- **BRIEF**
Reproduce the records below in full and without edits, omitting images.

* begin *

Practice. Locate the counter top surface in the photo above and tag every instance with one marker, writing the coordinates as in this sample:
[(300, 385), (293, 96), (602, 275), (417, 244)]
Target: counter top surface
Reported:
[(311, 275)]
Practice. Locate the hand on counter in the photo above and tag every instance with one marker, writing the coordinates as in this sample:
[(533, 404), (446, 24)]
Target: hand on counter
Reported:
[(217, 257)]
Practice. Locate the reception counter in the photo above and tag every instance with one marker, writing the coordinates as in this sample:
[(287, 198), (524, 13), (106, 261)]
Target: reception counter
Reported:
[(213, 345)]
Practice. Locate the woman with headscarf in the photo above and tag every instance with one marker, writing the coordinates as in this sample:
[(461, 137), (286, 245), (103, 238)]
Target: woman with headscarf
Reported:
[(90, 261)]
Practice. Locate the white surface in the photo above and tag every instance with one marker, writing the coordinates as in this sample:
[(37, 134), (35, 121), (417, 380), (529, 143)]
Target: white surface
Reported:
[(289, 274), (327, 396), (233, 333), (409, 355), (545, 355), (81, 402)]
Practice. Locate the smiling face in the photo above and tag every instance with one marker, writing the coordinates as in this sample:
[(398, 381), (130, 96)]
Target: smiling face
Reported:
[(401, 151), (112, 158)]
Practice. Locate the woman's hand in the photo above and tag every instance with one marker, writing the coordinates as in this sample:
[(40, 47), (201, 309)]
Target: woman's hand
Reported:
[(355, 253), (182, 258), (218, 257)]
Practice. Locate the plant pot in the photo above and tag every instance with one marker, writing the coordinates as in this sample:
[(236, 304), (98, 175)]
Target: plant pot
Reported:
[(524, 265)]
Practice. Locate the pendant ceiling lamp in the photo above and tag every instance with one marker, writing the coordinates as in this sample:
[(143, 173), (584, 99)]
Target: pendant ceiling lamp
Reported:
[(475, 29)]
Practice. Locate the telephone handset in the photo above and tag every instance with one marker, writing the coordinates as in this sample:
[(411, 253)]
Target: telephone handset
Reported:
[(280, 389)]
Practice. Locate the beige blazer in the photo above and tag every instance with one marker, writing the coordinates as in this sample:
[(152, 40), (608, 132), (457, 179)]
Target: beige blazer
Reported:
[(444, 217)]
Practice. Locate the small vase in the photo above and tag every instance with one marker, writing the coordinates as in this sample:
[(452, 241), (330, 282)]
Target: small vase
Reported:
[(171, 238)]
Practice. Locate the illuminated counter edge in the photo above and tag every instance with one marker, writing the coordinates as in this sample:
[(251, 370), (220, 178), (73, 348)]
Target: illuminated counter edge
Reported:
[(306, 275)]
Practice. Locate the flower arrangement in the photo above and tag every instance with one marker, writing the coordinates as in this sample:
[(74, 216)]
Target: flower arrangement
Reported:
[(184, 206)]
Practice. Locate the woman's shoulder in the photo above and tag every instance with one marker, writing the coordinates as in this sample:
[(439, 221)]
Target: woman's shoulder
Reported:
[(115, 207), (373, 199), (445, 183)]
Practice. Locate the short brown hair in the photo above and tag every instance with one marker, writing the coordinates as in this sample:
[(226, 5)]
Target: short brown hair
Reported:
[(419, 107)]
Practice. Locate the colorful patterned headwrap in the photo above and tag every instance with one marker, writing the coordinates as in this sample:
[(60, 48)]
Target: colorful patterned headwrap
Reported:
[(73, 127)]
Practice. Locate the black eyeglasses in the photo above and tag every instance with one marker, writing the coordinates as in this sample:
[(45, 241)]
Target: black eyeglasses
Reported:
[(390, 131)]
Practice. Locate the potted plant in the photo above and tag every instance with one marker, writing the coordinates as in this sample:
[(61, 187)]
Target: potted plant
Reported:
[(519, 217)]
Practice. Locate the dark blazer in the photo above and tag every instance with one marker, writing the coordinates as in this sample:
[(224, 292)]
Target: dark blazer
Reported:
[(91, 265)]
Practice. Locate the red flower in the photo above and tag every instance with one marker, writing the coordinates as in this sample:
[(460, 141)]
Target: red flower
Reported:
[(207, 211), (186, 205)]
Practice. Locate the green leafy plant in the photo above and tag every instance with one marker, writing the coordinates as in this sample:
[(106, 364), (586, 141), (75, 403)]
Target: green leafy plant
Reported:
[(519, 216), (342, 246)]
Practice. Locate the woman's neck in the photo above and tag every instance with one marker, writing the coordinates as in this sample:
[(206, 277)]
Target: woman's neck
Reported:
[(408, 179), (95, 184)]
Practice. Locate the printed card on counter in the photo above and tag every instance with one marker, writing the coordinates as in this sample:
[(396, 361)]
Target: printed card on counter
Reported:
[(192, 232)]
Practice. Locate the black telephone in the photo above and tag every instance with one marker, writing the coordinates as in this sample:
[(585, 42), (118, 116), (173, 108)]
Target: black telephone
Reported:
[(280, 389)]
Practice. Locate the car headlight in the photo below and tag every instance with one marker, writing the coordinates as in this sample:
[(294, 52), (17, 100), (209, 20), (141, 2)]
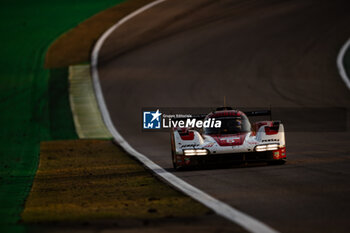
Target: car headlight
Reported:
[(192, 152), (266, 147)]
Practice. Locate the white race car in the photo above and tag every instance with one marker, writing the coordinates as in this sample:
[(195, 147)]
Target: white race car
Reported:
[(235, 140)]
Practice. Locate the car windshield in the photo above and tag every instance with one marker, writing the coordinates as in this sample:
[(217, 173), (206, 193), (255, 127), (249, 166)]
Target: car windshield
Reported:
[(230, 125)]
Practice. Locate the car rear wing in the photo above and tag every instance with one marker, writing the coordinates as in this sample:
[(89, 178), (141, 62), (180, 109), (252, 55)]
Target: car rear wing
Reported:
[(258, 113)]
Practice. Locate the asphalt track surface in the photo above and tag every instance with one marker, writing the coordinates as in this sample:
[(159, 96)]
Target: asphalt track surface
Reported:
[(256, 53)]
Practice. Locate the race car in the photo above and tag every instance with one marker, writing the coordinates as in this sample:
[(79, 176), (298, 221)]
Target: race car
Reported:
[(236, 140)]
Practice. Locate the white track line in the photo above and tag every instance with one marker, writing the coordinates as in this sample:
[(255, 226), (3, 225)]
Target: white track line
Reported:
[(245, 221), (340, 64)]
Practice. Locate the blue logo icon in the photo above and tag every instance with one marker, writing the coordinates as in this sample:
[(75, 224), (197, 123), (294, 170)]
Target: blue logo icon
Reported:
[(151, 120)]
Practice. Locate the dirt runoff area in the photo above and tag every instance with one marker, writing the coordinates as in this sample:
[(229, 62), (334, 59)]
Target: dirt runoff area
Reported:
[(92, 185)]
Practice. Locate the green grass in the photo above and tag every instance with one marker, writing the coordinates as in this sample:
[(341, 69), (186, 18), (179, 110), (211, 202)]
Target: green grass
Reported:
[(27, 29)]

* end *

- **WORKED SOLUTION**
Practice. Locate the counter top surface in the photo above and tag every instance with one marker, writing the coordinates as in this sample:
[(300, 385), (293, 96), (602, 275), (417, 244)]
Target: counter top surface
Reported:
[(311, 275)]
Practice. Locate the hand on counter in the photo above and tag every instance with one marker, writing the coordinates as in this sample:
[(533, 404), (446, 24)]
Target: hand on counter
Reported:
[(217, 257)]
Practice. Locate the reception counter in the photo above and tag every instance with one marker, writing the coordinates as in this sample:
[(287, 198), (524, 13), (106, 261)]
Target: reception counter
Reported:
[(213, 345)]
Practice. Locate the woman with headscarf in the photo above and tag every instance with one marker, writing the coordinates as in this sample:
[(461, 137), (286, 245), (103, 238)]
Target: woman with headscarf
Reported:
[(90, 261)]
Practice. Locate the white surface in the photo above and tag every instance with one marker, writing the coordinates as in this sample:
[(37, 134), (35, 121), (417, 380), (529, 143)]
Target: white surface
Reported:
[(289, 274), (327, 396), (233, 333), (409, 355), (545, 355), (81, 402)]
Practice. Locate the smiling face in the photo above and tag every instance with one marker, writing the coordinates as in this sample:
[(398, 381), (130, 96)]
Target: smiling face
Reported:
[(401, 151), (112, 158)]
Practice. Locate the woman's hand in the photo above and tag every instance with one marker, writing the coordinates as in this sample:
[(40, 47), (201, 309)]
Target: woman's hand
Reported:
[(355, 253), (182, 258), (218, 257)]
Practice. Locate the plant pot in the photo above and tag every instance with one marker, writing the coordinates as in this sample:
[(236, 304), (98, 175)]
Target: plant pot
Reported:
[(524, 265)]
Practice. Locate the pendant ceiling lamp in the photo above and tag every instance with one marker, writing the coordinates as in this sample:
[(143, 173), (584, 99)]
Target: pendant ceiling lamp
Reported:
[(475, 29)]
Practice. Locate the telephone handset in the photo above and tag every instance with one marker, writing the coordinates as in this sample:
[(411, 253)]
Target: telephone handset
Reported:
[(280, 389)]
Practice. Locate the beige blazer in the photo above and tag every instance with one marker, writing the coordinates as in this sample:
[(152, 40), (608, 132), (457, 179)]
Target: beige blazer
Reported:
[(444, 217)]
Practice. Locate the small vase in the photo above and tag every instance with one marker, writing the coordinates as in this sample:
[(452, 241), (330, 282)]
Target: small vase
Reported:
[(171, 238)]
Practice. Locate the illuminated counter edge in the photo above and tag every instance with one marker, writing the coordinates as in this sample:
[(251, 370), (220, 178), (73, 348)]
Target: illuminated counter edge
Reported:
[(306, 275)]
Practice. Locate the flower arrangement in the photo above and tag every instance with one marker, writing the coordinates as in this sample:
[(74, 216)]
Target: flower arrangement
Reported:
[(184, 206)]
Practice. Locate the woman's shoulder in the photo above and tag every instance with one marker, writing the coordinates as in this sample:
[(439, 221)]
Target: woman's shoulder
Reported:
[(115, 207), (373, 199), (445, 183)]
Practice. Locate the short brown hair in the photo above and tag every instance with one marker, writing the coordinates as in this sample:
[(226, 5)]
Target: short brown hair
Reported:
[(419, 107)]
Practice. Locate the colorful patterned headwrap in the photo above and tag every instance with one marker, writing the coordinates as in this sample:
[(60, 48)]
Target: colorful patterned headwrap
Reported:
[(73, 127)]
Practice. Locate the black eyeglasses in the photo above and tag every instance with one marker, writing the coordinates as in this sample:
[(45, 241)]
Target: black eyeglasses
Reported:
[(390, 131)]
Practice. Locate the potted plant in the photo above and tag every instance with one marker, writing the coordinates as in this sample:
[(61, 187)]
Target: potted plant
Reported:
[(519, 217)]
Practice. Locate the dark blazer in the photo above and tag every instance with one marker, writing the coordinates as in this sample:
[(224, 292)]
Target: dark blazer
Reported:
[(91, 265)]
Practice. Locate the red flower in the photo above and tag every instance with one marker, writing the coordinates as in this sample:
[(460, 141)]
Target: red flower
Reported:
[(207, 211), (186, 205)]
Practice. Locate the green leafy plant in the photo above and tag every instance with one marker, writing the coordinates as in this sample:
[(106, 364), (586, 141), (75, 403)]
Target: green leafy plant
Reported:
[(519, 216), (342, 246)]
Practice. Locate the woman's neck in the photo above and tag every instance with one marker, writing the coordinates as in this sample:
[(206, 277)]
Target: woman's neck
Reported:
[(408, 179), (95, 184)]
Practice. Locate the printed card on counter in the photo above and tag every instance with one marker, writing the coordinates as in this sample:
[(396, 361)]
Target: printed card on counter
Reported:
[(192, 232)]
Practice. Locate the black telephone in the photo above and tag every instance with one marker, writing the coordinates as in this sample:
[(585, 42), (118, 116), (173, 108)]
Target: black telephone
Reported:
[(280, 389)]
Practice. Locate the car headlight in the photo below and tag every instance with one marker, writing the coordinates as in this sample:
[(294, 52), (17, 100), (209, 20), (141, 2)]
Target: car headlight
Reported:
[(192, 152), (266, 147)]
Practice. Locate the white race car in the photo above and tag every instance with one marker, writing the coordinates as in this sample:
[(195, 147)]
Target: white race car
Reported:
[(235, 140)]
Practice. Locate the car windshield in the photo above and tag every instance with one marker, writing the coordinates as in this sample:
[(217, 173), (206, 193), (255, 127), (249, 166)]
Target: car windshield
Reported:
[(230, 125)]
Practice. Locate the car rear wing in the photo above and tag every instance with one marker, writing the coordinates as in this sample:
[(89, 178), (141, 62), (180, 109), (252, 55)]
Target: car rear wing
Reported:
[(258, 113)]
Practice. Locate the asphalt track surface in the photo above and tag every instance with one marker, writing the coordinates as in this sample:
[(159, 96)]
Target: asphalt track surface
Reported:
[(256, 53)]
Practice. Locate the race car in the photo above and tag every instance with one marker, writing the coordinates as in this sample:
[(79, 176), (298, 221)]
Target: race car
Reported:
[(236, 140)]
Practice. Locate the white track line in the photo above and tag every instance with one marker, writing the coordinates as in this sample:
[(255, 226), (3, 225)]
Target: white track line
Reported:
[(245, 221), (340, 64)]
Practice. Locate the blue logo icon in the photo above and tag every instance with one marker, writing the coordinates as in this sample:
[(75, 224), (197, 123), (294, 170)]
Target: blue logo icon
Reported:
[(151, 120)]
Practice. Locate the dirt runoff area in the photo above and tag every instance with one marker, writing the coordinates as in this sample:
[(229, 62), (334, 59)]
Target: dirt runoff area
Reported:
[(92, 185)]
Practice. Locate the green grass in the photo above and tag every instance with one marker, writing the coordinates as in this sample:
[(341, 69), (186, 18), (179, 110), (211, 202)]
Target: green grass
Reported:
[(27, 29)]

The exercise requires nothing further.